[Assignment]: From the first line down to the line containing "positive clicks: (214, 191)", print the records below exactly, leaving every picture out.

(Stored data)
—————
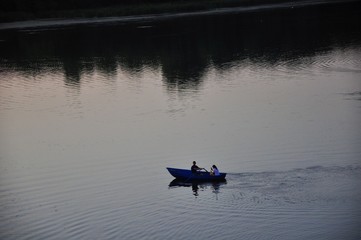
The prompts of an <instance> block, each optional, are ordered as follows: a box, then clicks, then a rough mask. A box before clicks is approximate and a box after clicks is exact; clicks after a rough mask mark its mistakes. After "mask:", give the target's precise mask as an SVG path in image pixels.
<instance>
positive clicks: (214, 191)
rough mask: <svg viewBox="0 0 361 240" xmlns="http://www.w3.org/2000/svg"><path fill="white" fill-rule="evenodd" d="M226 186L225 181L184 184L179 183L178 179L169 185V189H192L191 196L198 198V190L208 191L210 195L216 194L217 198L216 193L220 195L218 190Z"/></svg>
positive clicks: (217, 194) (175, 179) (201, 182)
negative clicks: (223, 185) (191, 187)
mask: <svg viewBox="0 0 361 240" xmlns="http://www.w3.org/2000/svg"><path fill="white" fill-rule="evenodd" d="M225 184H227V181H226V180H224V181H217V182H197V181H191V182H185V181H180V180H178V179H174V180H173V181H171V182H170V183H169V187H170V188H175V187H192V194H193V195H194V196H196V197H197V196H199V190H201V191H204V190H208V189H210V190H211V191H212V193H214V194H216V197H218V193H220V188H221V187H222V186H223V185H225Z"/></svg>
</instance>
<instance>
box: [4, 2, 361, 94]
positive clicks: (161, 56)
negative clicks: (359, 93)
mask: <svg viewBox="0 0 361 240" xmlns="http://www.w3.org/2000/svg"><path fill="white" fill-rule="evenodd" d="M325 8H326V10H328V11H325ZM355 9H356V8H355ZM343 10H344V9H343V8H342V7H338V6H336V7H334V6H333V5H331V6H330V7H325V6H322V7H321V6H318V7H313V8H311V7H310V8H306V9H305V10H304V9H302V8H301V9H294V10H291V11H290V10H278V11H266V12H262V13H247V14H242V15H237V14H233V15H232V14H230V15H226V16H208V17H190V18H185V19H182V20H169V21H159V22H157V21H154V22H150V23H147V24H148V25H149V26H151V27H148V28H142V27H139V26H142V25H144V23H143V22H139V23H137V22H136V23H131V24H127V25H104V26H100V27H96V26H95V27H94V26H89V27H76V26H75V27H69V28H65V29H60V30H57V31H46V29H45V30H44V31H41V29H34V30H31V29H30V30H23V31H22V30H20V31H3V33H2V40H3V41H2V42H1V44H0V51H1V53H2V55H1V65H2V67H6V68H10V69H16V71H20V72H23V73H24V74H27V75H33V74H38V73H39V72H44V71H45V72H49V71H50V72H53V71H62V72H64V74H65V81H66V84H69V85H72V86H77V85H79V83H80V81H81V78H82V76H83V75H84V74H86V73H92V72H94V71H95V69H96V70H98V71H100V72H103V73H105V74H107V75H116V74H117V70H118V69H119V68H121V69H122V71H125V72H128V74H130V75H132V74H134V73H136V72H139V71H143V69H146V68H148V69H160V70H161V71H162V76H163V80H164V82H165V83H166V85H167V87H168V89H169V90H171V91H173V90H179V91H182V90H183V89H184V90H187V89H198V88H199V86H200V85H201V84H202V81H203V80H202V78H203V77H204V75H205V72H207V71H208V69H209V68H210V67H211V66H212V67H214V68H216V69H221V70H222V71H226V70H227V69H228V68H231V67H232V66H233V64H234V62H239V61H249V62H251V63H252V64H254V65H255V66H261V67H266V68H274V67H277V66H278V65H279V64H282V65H284V66H286V67H291V68H292V67H297V66H303V67H304V68H308V67H309V66H311V65H312V64H313V59H312V57H313V56H316V55H318V54H319V53H322V52H328V51H331V50H332V49H333V48H334V47H341V48H342V46H345V45H349V44H350V43H351V44H355V43H356V44H357V42H358V41H359V31H358V29H359V27H360V26H359V24H360V21H358V20H359V17H358V16H357V15H356V14H354V15H352V12H351V14H350V9H348V10H347V11H343ZM322 11H324V12H325V13H323V12H322ZM355 11H356V10H355ZM305 12H307V14H305ZM305 15H307V16H305ZM301 19H303V20H301ZM340 19H342V21H340ZM305 20H306V21H305ZM330 25H332V31H330V27H329V26H330ZM189 26H192V27H191V28H190V27H189ZM206 26H207V27H206ZM345 26H346V27H345ZM325 64H327V63H325ZM356 64H359V62H358V63H356Z"/></svg>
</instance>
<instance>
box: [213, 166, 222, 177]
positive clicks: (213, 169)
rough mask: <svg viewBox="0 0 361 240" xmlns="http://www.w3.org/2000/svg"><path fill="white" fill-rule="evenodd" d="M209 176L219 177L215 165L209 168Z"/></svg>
mask: <svg viewBox="0 0 361 240" xmlns="http://www.w3.org/2000/svg"><path fill="white" fill-rule="evenodd" d="M211 175H213V176H219V175H220V174H219V170H218V168H217V166H216V165H213V166H212V167H211Z"/></svg>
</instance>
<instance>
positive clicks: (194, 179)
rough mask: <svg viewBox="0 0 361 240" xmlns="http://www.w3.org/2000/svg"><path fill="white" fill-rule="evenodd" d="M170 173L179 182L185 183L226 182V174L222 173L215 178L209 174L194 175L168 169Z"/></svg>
mask: <svg viewBox="0 0 361 240" xmlns="http://www.w3.org/2000/svg"><path fill="white" fill-rule="evenodd" d="M167 170H168V171H169V173H170V174H171V175H172V176H173V177H175V178H176V179H179V180H185V181H224V180H225V178H226V175H227V174H226V173H220V175H219V176H213V175H211V174H210V173H209V172H197V173H192V171H191V170H187V169H179V168H167Z"/></svg>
—————
[Task output]:
The prompts of an <instance> block, each optional, are ordered as follows: a box, then clicks, then a rough mask. A box before clicks is approximate and a box after clicks is exact; clicks after a rough mask mark its mistakes. After "mask:", give the target's precise mask as an SVG path in image pixels.
<instance>
positive clicks: (214, 191)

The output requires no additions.